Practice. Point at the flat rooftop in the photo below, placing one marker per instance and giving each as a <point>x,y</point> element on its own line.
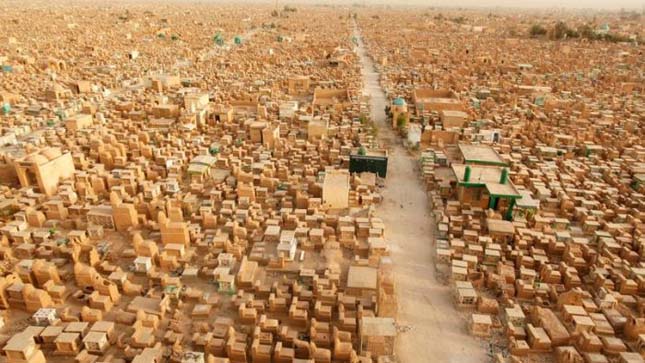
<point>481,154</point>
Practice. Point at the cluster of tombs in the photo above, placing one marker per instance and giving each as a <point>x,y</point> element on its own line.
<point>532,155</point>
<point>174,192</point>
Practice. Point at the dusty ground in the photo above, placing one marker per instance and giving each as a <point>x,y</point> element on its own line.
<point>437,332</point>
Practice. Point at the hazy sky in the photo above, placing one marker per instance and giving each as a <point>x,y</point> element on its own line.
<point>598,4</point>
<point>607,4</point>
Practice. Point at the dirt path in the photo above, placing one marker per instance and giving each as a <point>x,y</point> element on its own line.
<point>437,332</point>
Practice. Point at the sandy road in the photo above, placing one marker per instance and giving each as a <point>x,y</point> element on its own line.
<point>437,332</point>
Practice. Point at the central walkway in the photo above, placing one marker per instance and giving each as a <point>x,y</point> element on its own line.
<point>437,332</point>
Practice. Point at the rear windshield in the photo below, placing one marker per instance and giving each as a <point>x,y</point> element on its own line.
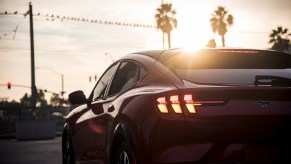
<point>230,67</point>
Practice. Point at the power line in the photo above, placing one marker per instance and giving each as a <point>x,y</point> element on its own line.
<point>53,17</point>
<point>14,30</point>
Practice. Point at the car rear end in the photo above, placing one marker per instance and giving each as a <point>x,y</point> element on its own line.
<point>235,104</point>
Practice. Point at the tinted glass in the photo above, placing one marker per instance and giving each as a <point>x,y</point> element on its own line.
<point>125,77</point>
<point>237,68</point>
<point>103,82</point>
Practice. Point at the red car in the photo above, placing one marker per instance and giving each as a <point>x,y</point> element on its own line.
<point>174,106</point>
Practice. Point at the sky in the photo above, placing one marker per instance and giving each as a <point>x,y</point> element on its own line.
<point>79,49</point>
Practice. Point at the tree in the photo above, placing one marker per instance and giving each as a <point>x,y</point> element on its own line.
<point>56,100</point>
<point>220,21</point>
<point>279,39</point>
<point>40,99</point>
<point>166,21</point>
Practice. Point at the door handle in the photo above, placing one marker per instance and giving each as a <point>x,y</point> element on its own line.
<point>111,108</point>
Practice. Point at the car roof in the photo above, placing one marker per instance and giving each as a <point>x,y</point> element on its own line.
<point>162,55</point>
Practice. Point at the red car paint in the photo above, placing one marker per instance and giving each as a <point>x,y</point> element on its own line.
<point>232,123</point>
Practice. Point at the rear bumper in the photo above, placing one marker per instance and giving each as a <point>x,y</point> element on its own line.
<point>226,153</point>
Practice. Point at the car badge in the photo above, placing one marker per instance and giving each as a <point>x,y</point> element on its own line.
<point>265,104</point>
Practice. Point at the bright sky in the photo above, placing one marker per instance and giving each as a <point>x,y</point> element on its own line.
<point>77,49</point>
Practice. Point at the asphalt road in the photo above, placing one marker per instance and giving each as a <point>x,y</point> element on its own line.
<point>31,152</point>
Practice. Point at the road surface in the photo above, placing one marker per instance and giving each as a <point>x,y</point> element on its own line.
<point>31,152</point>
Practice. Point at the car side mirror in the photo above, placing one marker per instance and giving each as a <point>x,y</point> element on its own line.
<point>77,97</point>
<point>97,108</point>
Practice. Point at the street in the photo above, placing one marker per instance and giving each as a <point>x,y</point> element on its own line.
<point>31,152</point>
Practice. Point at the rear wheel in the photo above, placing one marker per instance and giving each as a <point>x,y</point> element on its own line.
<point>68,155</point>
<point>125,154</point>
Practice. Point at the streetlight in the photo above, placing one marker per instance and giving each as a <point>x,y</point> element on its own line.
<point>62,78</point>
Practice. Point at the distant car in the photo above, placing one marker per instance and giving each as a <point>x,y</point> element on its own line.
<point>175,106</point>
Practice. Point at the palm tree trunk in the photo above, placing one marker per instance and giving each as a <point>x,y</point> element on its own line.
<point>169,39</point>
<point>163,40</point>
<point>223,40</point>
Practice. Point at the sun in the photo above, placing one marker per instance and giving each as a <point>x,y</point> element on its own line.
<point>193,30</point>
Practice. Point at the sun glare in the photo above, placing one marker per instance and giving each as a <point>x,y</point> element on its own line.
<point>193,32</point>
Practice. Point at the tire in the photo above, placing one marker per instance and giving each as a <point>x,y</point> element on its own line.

Request
Copy the material out again word for word, from the line containing "Practice. Point at the sky" through the line containing "<point>79,49</point>".

Solution below
Practice. Point at the sky in the photo above, placing one marker per instance and giving each as a <point>x,y</point> element on its own line.
<point>79,49</point>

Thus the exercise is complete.